_Extract:_
The RSC Learning Playback project is an example of a targeted schools’ project where the Theatre Royal’s Education & Community Department work in partnership with a visiting company to bring their education work to the region.

This project is designed for Year 10 students and their teachers and forms the main focus of RSC Learning’s work with schools at Key Stage 4.

 

Playback aims to give students the opportunity to explore their creativity through a performance project and to develop their drama skills.

It also seeks to help them investigate the relationship between some of the ideas in Shakespeare’s plays and their own interests and experiences.

The students are asked to create a short devised performance piece in response to Romeo and Juliet.

In 2006 the Playback project took place with six participating schools from Newcastle, Gateshead and North Tyneside:

Burnside Business & Enterprise College, Wallsend
Gosforth High School, Newcastle
Hill Top School, Gateshead
Lord Lawson of Beamish Comprehensive School, Gateshead
Sacred Heart Catholic High School, Newcastle
Whickham School, Gateshead

The project included the following input from RSC Learning and the Theatre Royal Education & Community Department:

A teachers’ INSET day, exploring ways of starting the students off on the process of devising a piece of work based on Romeo and Juliet.
A visit to each school from a member of the Education & Community Department team.
A dress rehearsal visit from a member of the RSC Learning team.
A visit to the Theatre Royal for a backstage tour.

Playback culminated in a Performance Day at the Theatre Royal where the six schools performed their work on the set of Romeo & Juliet.

In the evening, all the participants stayed to see the RSC performance of Romeo & Juliet at the Theatre Royal.

As part of Playback 2006, we asked the students some questions before and after the project, to see if their perceptions of Shakespeare and his plays had changed as a result of their involvement in this work. Here are a few of their comments:

Before the project:
His plays are boring - they drag on and on!
They are old and the language is difficult.
I don’t like the language because I don’t understand it.
A lot of things in the plays don’t happen anymore.
It has nothing to do with me!

After the project:
I do now think that Shakespeare shouldn’t be studied, it should be performed.
I thought it was boring, until we started acting it.
At first I thought it was going to be boring, but when you learn the stories, they are cool!
It’s fun to do. It’s not just a bunch of old English!
Now I totally understand it…
Romeo & Juliet was SO fun to do…I never thought it would be this good.

The Theatre Royal will continue to develop their relationship with RSC Learning in the future, working in partnership to help facilitate and deliver aspects of their work here in North East.

_Task 1:_
According to the extract, why were the students asked questions both before and after the project?

_Supplied data:_
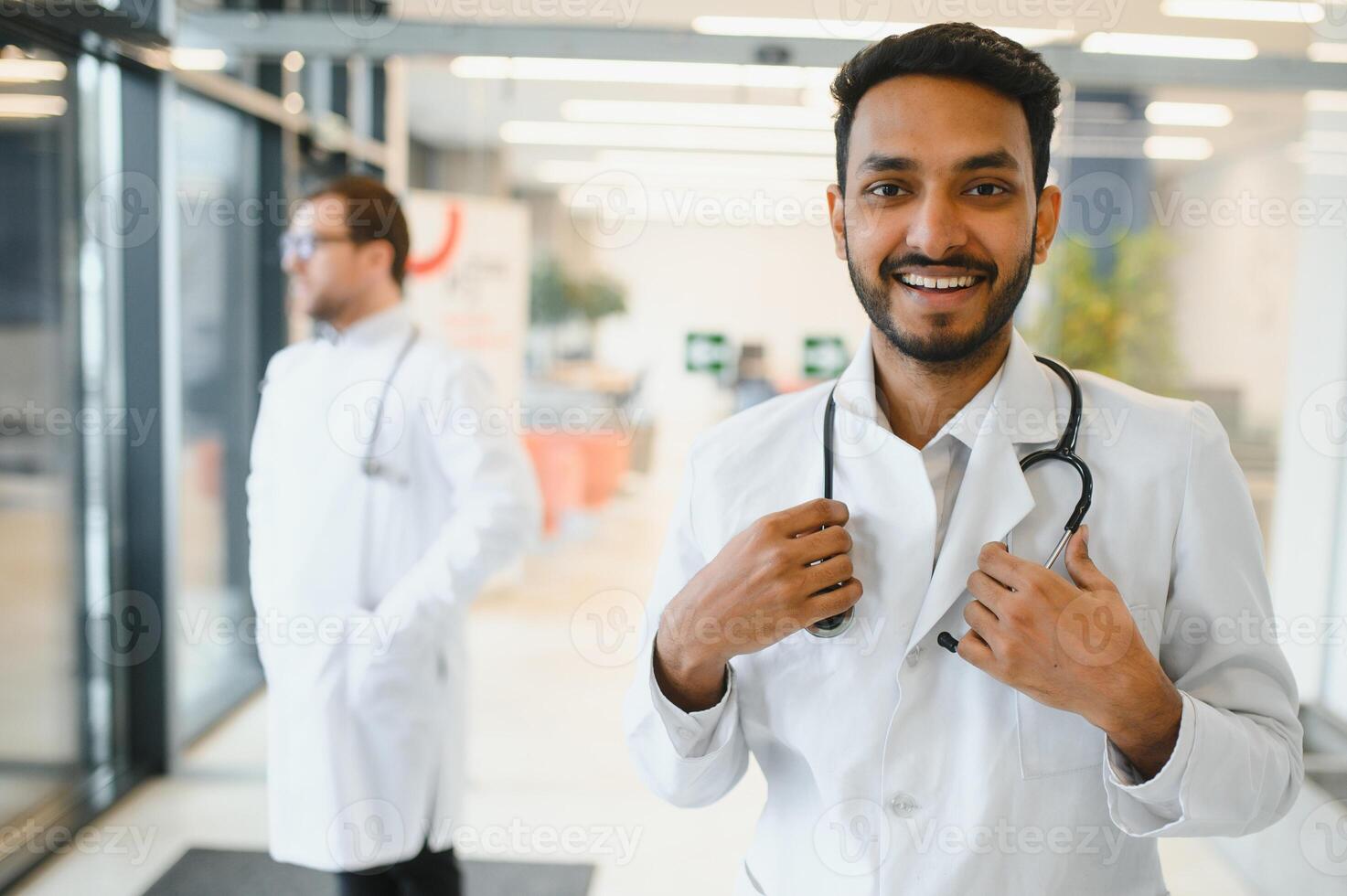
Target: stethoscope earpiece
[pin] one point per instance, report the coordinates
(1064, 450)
==
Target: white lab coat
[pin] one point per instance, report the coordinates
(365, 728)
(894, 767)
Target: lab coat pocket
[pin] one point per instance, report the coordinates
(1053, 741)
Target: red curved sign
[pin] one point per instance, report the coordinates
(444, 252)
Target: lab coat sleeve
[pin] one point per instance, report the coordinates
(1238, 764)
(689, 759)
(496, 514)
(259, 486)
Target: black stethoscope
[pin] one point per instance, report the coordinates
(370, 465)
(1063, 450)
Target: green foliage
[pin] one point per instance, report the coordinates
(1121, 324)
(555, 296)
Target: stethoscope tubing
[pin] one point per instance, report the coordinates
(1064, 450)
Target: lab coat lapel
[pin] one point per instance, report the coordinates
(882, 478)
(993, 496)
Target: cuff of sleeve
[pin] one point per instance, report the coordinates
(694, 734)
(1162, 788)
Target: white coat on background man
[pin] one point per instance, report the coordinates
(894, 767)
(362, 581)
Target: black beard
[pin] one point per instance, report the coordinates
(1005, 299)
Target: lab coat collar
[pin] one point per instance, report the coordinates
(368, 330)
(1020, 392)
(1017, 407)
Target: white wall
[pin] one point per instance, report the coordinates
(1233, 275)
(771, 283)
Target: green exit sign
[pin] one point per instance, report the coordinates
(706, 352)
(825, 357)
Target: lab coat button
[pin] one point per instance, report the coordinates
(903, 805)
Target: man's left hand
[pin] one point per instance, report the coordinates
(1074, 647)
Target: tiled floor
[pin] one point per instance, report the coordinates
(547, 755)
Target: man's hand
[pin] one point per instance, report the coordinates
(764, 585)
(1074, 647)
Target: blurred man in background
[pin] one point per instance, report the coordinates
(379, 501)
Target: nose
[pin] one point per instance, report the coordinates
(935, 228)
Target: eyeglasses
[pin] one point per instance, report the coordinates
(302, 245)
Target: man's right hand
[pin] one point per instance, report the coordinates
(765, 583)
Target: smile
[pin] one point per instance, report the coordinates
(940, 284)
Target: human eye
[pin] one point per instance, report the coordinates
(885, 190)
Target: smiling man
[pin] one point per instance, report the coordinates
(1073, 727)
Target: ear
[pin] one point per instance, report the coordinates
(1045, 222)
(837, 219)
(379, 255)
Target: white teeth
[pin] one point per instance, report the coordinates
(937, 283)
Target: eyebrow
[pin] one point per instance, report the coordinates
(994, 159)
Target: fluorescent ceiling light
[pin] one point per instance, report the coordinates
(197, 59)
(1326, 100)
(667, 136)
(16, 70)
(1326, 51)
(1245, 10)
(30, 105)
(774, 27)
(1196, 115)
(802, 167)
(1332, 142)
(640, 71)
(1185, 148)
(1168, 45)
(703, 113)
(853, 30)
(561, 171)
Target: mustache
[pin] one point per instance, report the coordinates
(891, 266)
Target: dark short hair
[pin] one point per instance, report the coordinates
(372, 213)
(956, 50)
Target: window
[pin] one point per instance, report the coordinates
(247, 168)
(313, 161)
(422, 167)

_Task 2:_
Please identify every line in the rows that contains the word "white".

_Exercise answer 1:_
The students were asked questions before and after Playback 2006 to find out whether taking part in the work had changed how they saw Shakespeare and his plays.

_Exercise answer 2:_
Target: white lab coat
Target: white coat on background man
Target: white wall
Target: white teeth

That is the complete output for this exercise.